● **Contour annotation records**:
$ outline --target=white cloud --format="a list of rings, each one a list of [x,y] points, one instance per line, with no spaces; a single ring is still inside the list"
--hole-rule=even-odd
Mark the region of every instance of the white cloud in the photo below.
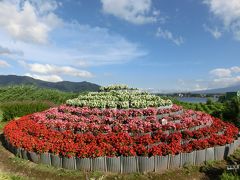
[[[223,22],[226,31],[233,33],[240,40],[240,1],[239,0],[204,0],[210,12]]]
[[[231,76],[231,70],[225,69],[225,68],[217,68],[210,71],[210,74],[216,77],[230,77]]]
[[[49,82],[63,81],[63,79],[58,75],[38,75],[38,74],[26,73],[25,76],[30,76],[34,79],[40,79],[40,80],[49,81]]]
[[[240,83],[240,76],[216,78],[210,83],[211,87],[228,87]]]
[[[203,28],[206,32],[209,32],[215,39],[219,39],[220,37],[222,37],[222,32],[217,27],[210,28],[204,24]]]
[[[228,87],[240,83],[240,67],[217,68],[209,72],[213,78],[209,81],[210,88]]]
[[[40,64],[99,66],[121,64],[147,54],[138,44],[106,28],[79,23],[65,23],[52,34],[54,44],[14,42],[0,33],[0,42],[6,47],[24,52],[21,59]],[[64,42],[64,43],[62,43]]]
[[[39,63],[27,64],[23,61],[21,61],[20,63],[25,67],[27,67],[29,71],[33,73],[38,73],[38,74],[58,74],[58,75],[64,74],[69,76],[85,77],[85,78],[89,78],[93,76],[92,73],[88,71],[75,69],[70,66],[56,66],[56,65],[50,65],[50,64],[39,64]]]
[[[48,33],[61,24],[61,19],[53,12],[55,1],[36,2],[0,1],[0,30],[14,40],[47,43]]]
[[[0,68],[4,68],[4,67],[10,67],[10,64],[8,64],[6,61],[4,60],[0,60]]]
[[[8,48],[0,46],[0,55],[2,54],[11,54],[11,51]]]
[[[240,67],[238,67],[238,66],[231,67],[230,70],[233,73],[240,73]]]
[[[184,43],[184,39],[183,37],[179,36],[179,37],[175,37],[170,31],[168,30],[163,30],[162,28],[158,28],[157,32],[156,32],[156,36],[172,41],[174,44],[180,46],[181,44]]]
[[[157,21],[159,11],[152,11],[151,0],[101,0],[103,12],[133,24]]]

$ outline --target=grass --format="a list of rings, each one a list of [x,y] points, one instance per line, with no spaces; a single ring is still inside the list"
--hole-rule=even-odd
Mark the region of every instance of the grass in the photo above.
[[[0,173],[0,179],[1,180],[26,180],[26,177],[23,176],[16,176],[13,174],[7,174],[7,173]]]

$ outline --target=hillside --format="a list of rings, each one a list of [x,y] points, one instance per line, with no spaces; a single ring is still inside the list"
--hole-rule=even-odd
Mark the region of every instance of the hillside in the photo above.
[[[9,85],[34,85],[41,88],[57,89],[65,92],[84,92],[84,91],[98,91],[99,85],[83,82],[47,82],[38,79],[34,79],[28,76],[16,76],[16,75],[0,75],[0,86]]]
[[[28,85],[0,87],[0,105],[1,103],[5,104],[13,101],[49,101],[54,104],[61,104],[77,96],[78,93],[62,92],[55,89]]]

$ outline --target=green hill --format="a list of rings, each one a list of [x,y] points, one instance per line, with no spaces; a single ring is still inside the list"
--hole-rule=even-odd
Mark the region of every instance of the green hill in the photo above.
[[[77,96],[78,93],[62,92],[30,85],[0,88],[0,104],[15,101],[49,101],[54,104],[61,104],[65,103],[67,99]]]
[[[0,75],[0,87],[9,85],[34,85],[41,88],[58,89],[65,92],[84,92],[84,91],[98,91],[99,85],[83,82],[47,82],[38,79],[34,79],[28,76],[16,76],[16,75]]]

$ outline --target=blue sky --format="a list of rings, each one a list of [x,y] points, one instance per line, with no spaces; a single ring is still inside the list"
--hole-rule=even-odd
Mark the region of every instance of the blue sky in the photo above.
[[[2,0],[0,74],[189,91],[240,83],[238,0]]]

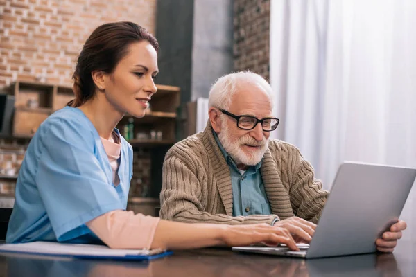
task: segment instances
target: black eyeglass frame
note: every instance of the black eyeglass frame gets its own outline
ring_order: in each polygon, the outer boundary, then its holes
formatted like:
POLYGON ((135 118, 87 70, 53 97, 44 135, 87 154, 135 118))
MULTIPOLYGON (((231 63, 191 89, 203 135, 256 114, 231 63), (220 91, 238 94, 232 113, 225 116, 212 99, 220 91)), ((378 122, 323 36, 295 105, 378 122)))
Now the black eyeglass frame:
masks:
POLYGON ((244 115, 244 114, 243 114, 241 116, 236 116, 235 114, 232 114, 229 111, 225 111, 225 109, 220 109, 220 108, 218 108, 218 109, 223 114, 226 114, 228 116, 232 117, 232 118, 236 119, 237 120, 237 127, 239 127, 239 128, 240 128, 241 129, 243 129, 243 130, 246 130, 246 131, 250 131, 250 130, 252 130, 252 129, 254 129, 256 127, 256 126, 257 126, 257 124, 259 124, 259 123, 260 123, 261 124, 261 129, 263 129, 263 131, 264 131, 264 132, 275 131, 276 129, 277 129, 277 126, 279 125, 279 123, 280 122, 280 119, 277 118, 275 117, 266 117, 264 118, 259 119, 257 117, 252 116, 246 116, 246 115, 244 115), (251 118, 255 119, 257 121, 254 123, 254 125, 252 128, 248 128, 248 128, 241 127, 240 127, 239 125, 239 122, 240 121, 240 118, 242 118, 242 117, 250 117, 251 118), (264 120, 268 120, 268 119, 275 119, 275 120, 276 120, 277 121, 277 123, 276 123, 276 127, 275 127, 275 129, 270 129, 270 130, 266 130, 266 129, 264 129, 264 128, 263 127, 263 122, 264 120))

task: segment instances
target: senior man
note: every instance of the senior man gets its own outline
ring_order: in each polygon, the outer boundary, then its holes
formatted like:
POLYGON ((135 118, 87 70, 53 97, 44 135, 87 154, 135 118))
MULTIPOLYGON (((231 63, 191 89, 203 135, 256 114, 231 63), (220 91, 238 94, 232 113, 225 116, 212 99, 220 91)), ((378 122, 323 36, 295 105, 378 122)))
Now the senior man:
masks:
MULTIPOLYGON (((209 92, 204 132, 166 154, 160 194, 164 219, 227 224, 267 223, 309 242, 328 192, 299 150, 269 139, 279 125, 272 90, 248 71, 221 77, 209 92)), ((391 252, 406 223, 399 221, 376 242, 391 252)))

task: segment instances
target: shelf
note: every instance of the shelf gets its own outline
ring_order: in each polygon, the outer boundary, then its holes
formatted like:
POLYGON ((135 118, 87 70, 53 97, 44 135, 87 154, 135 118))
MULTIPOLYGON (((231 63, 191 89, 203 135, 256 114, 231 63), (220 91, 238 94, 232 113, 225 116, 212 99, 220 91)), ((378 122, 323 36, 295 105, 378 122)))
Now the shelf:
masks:
POLYGON ((150 114, 146 114, 144 117, 168 117, 171 118, 175 118, 176 113, 169 113, 164 111, 152 111, 150 114))
POLYGON ((0 180, 17 180, 17 175, 0 175, 0 180))
POLYGON ((15 198, 14 193, 0 193, 0 198, 15 198))
POLYGON ((155 148, 157 146, 173 145, 175 141, 171 140, 156 141, 153 139, 132 139, 128 141, 128 143, 135 147, 149 147, 155 148))
POLYGON ((52 114, 53 110, 51 108, 29 108, 28 107, 16 107, 16 109, 22 111, 34 111, 44 114, 52 114))
MULTIPOLYGON (((173 92, 177 93, 180 91, 180 89, 178 87, 167 86, 166 84, 156 84, 156 87, 157 88, 157 92, 156 92, 156 94, 164 94, 173 92)), ((156 96, 156 94, 155 94, 155 96, 156 96)))
POLYGON ((159 204, 159 198, 132 197, 128 198, 130 204, 159 204))

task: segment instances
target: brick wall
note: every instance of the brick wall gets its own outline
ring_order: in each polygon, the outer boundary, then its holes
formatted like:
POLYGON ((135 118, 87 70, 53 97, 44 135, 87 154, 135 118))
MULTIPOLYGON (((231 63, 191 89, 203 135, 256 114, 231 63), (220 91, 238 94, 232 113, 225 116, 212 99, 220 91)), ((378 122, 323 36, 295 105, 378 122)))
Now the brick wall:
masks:
POLYGON ((91 32, 131 21, 155 32, 156 0, 0 0, 0 88, 17 78, 71 84, 91 32))
POLYGON ((269 78, 270 1, 234 0, 234 70, 269 78))

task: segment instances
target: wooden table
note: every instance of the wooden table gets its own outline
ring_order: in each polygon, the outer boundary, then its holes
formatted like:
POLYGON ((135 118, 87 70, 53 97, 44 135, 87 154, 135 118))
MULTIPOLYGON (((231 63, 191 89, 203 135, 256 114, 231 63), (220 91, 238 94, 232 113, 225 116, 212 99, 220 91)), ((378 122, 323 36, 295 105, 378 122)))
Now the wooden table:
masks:
POLYGON ((0 254, 0 276, 415 276, 416 244, 394 254, 303 260, 242 254, 226 249, 175 251, 150 262, 87 260, 0 254))

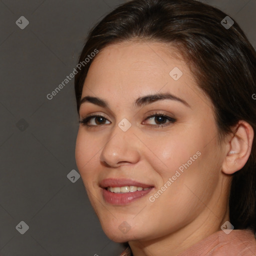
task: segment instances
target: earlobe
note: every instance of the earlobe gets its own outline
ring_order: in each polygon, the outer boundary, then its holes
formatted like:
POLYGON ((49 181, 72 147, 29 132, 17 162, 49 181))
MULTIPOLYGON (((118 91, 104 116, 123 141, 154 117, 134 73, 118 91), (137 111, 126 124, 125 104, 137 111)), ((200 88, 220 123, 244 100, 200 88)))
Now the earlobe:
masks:
POLYGON ((231 174, 241 170, 247 162, 252 150, 254 136, 252 126, 240 120, 236 127, 234 136, 227 142, 228 152, 222 166, 226 174, 231 174))

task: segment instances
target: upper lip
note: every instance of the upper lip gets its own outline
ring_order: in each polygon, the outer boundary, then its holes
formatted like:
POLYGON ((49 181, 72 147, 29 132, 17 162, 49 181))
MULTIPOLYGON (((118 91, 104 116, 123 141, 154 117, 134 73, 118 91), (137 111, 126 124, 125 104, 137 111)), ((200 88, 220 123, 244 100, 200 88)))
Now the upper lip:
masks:
POLYGON ((100 182, 100 186, 104 188, 108 186, 115 188, 125 186, 136 186, 141 187, 143 188, 154 186, 154 185, 151 184, 144 184, 127 178, 106 178, 100 182))

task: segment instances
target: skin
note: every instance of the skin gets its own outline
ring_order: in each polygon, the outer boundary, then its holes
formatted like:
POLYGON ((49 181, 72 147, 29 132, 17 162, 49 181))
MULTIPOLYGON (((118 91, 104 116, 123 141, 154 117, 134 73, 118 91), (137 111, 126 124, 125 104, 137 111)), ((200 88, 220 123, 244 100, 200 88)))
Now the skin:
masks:
POLYGON ((254 134, 241 121, 219 144, 212 105, 197 86, 186 62, 174 48, 158 42, 130 42, 109 46, 94 59, 84 82, 82 98, 97 96, 108 108, 82 104, 80 119, 100 114, 104 124, 92 118, 80 124, 76 144, 76 164, 92 205, 102 229, 114 242, 129 242, 134 256, 174 256, 220 230, 229 220, 228 198, 231 174, 246 164, 254 134), (178 67, 183 75, 174 80, 169 72, 178 67), (156 101, 135 108, 138 97, 170 92, 190 106, 174 100, 156 101), (146 119, 157 110, 174 118, 146 119), (118 126, 124 118, 126 132, 118 126), (236 152, 228 155, 230 150, 236 152), (156 198, 158 190, 178 168, 197 152, 201 153, 184 173, 156 198), (106 202, 99 182, 126 178, 154 188, 149 194, 126 206, 106 202), (126 221, 130 229, 123 234, 126 221))

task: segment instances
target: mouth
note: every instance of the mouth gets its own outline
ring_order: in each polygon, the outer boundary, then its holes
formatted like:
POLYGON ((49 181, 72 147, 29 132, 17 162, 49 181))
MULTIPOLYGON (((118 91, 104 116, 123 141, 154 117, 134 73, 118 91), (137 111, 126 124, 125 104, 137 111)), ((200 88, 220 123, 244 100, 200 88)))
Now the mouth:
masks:
POLYGON ((124 206, 144 198, 154 188, 130 180, 106 179, 100 183, 102 194, 106 202, 124 206))

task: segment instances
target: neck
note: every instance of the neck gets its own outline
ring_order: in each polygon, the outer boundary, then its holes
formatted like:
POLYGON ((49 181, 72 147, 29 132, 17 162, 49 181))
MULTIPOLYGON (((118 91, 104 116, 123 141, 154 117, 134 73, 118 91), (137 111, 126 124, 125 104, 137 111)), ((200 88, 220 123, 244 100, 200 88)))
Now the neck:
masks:
POLYGON ((230 220, 226 201, 210 203, 192 222, 168 236, 150 240, 130 241, 128 244, 134 256, 176 256, 221 230, 220 226, 226 220, 230 220))

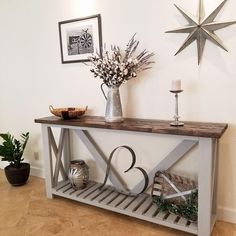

● **WRITTEN PROBLEM**:
Write out again everything above, from the line containing "outline --target=blue sky" down to the line containing "POLYGON ((244 115, 244", including the requests, and raise every x and y coordinate in the answers by 36. Omit the pictures.

● **TASK SOLUTION**:
$ outline --target=blue sky --format="a list of rings, each one a list of [x,y] points, one instance per line, with no spaces; a single ring is still inside the list"
--hole-rule=even-odd
Mark the region of every instance of the blue sky in the photo above.
[[[38,36],[36,110],[225,127],[276,119],[274,36]]]

task: segment instances
target: black eyeglass frame
note: every instance of the black eyeglass frame gets its own outline
ring_order: in each polygon, the outer boundary, then its holes
formatted like:
POLYGON ((135 118, 87 70, 53 97, 44 135, 87 154, 135 118))
MULTIPOLYGON (((231 63, 191 89, 203 135, 256 114, 231 63), (220 91, 238 94, 232 113, 225 116, 212 99, 220 91)), ((378 122, 323 36, 295 105, 378 122)))
Now the black eyeglass frame:
masks:
POLYGON ((280 151, 280 150, 279 150, 277 152, 272 152, 271 150, 268 150, 265 147, 261 147, 261 145, 256 145, 256 144, 254 144, 254 145, 259 150, 262 150, 264 152, 268 153, 268 154, 272 155, 273 156, 273 163, 275 163, 275 164, 276 164, 277 165, 279 165, 279 166, 282 166, 282 167, 286 167, 286 166, 288 166, 288 165, 290 165, 292 163, 292 162, 293 162, 293 160, 295 160, 295 159, 296 159, 297 160, 297 165, 299 165, 299 167, 300 167, 300 168, 311 167, 312 165, 313 165, 313 162, 315 161, 315 159, 316 158, 316 155, 313 154, 311 153, 302 153, 300 154, 295 155, 293 153, 288 152, 282 152, 282 151, 280 151), (287 154, 291 155, 293 157, 290 159, 290 161, 288 164, 284 164, 284 164, 277 163, 276 163, 275 161, 275 158, 276 157, 276 154, 278 154, 278 153, 286 153, 287 154), (300 156, 304 156, 304 155, 311 155, 311 156, 312 156, 313 157, 313 159, 312 159, 312 163, 311 163, 311 165, 306 165, 306 166, 302 166, 302 165, 300 165, 300 164, 299 163, 299 158, 300 156))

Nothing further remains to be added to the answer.